* _Your goal_
Lines before the one containing "Please place a point on the red sleigh" are excluded; reproduce that line and all lines after it in the entries below, exactly.

* _Data listing_
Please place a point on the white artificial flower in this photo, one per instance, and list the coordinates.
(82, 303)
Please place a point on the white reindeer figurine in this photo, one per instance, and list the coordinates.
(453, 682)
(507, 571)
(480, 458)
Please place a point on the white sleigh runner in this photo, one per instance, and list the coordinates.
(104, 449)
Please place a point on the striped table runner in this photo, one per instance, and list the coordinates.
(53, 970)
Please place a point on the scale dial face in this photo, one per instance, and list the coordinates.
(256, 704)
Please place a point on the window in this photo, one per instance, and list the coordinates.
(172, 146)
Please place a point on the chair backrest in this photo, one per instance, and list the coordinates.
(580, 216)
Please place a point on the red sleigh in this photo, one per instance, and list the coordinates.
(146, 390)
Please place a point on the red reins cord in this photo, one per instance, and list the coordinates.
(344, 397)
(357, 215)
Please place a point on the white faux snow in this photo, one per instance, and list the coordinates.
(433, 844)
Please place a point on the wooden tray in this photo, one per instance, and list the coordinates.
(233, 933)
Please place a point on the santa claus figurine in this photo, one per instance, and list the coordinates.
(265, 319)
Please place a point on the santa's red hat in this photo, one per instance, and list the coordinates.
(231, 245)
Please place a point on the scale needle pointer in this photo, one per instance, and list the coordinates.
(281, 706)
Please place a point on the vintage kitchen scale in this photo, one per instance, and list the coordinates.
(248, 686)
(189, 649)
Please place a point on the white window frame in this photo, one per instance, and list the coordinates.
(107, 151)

* _Complete output_
Please place a point on the red sleigh in this photo, one per instance, and list the coordinates.
(146, 390)
Please place a point on the red reins cord in this photo, one per instance, and list the coordinates.
(344, 397)
(357, 215)
Please place a point on the white faux snow in this photo, one per instance, and list the coordinates.
(433, 844)
Please place a point on the wooden tray in this photo, one per instance, and list the coordinates.
(233, 933)
Please place a point on the santa claus figurine in this photo, one per instance, and list the coordinates.
(265, 319)
Please place a point on the santa's red hat in this photo, one per instance, and list the coordinates.
(231, 245)
Please place a point on the scale needle pointer in this photo, one per instance, and list the coordinates.
(281, 706)
Please place a point on the vintage kitchen scale in this photo, one per instance, and list the coordinates.
(248, 686)
(189, 649)
Please place a point on the white window frame in this photo, one per instance, and list the coordinates.
(107, 151)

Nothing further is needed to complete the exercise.